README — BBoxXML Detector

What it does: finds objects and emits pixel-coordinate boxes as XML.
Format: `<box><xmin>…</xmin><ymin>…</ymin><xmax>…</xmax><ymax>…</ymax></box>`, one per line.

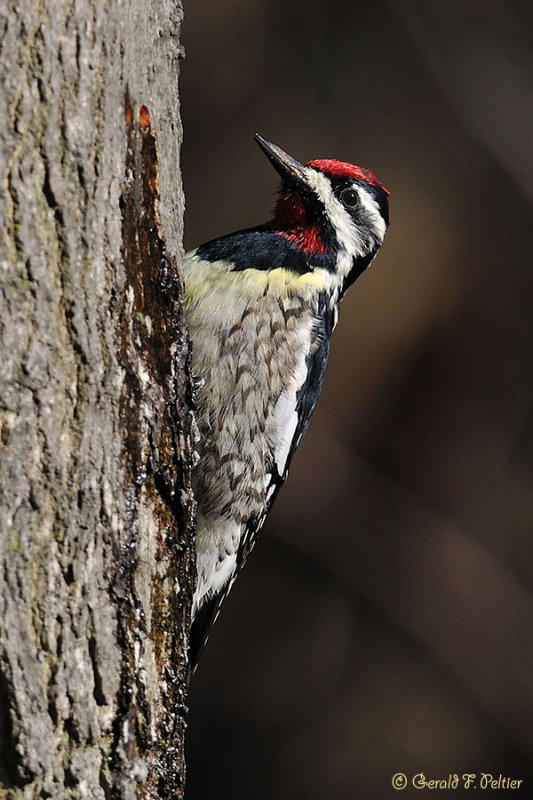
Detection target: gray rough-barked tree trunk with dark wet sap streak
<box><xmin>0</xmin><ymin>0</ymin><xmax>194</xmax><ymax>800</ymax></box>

• **Work required**:
Your copy should hold exactly the lines from the line bearing "one per line." through the end of the data, both included, and no pictures or anything further.

• **Answer to this task**:
Format: `<box><xmin>…</xmin><ymin>…</ymin><xmax>…</xmax><ymax>…</ymax></box>`, one per line.

Detection target: gray rough-barked tree trunk with dark wet sap streak
<box><xmin>0</xmin><ymin>0</ymin><xmax>194</xmax><ymax>800</ymax></box>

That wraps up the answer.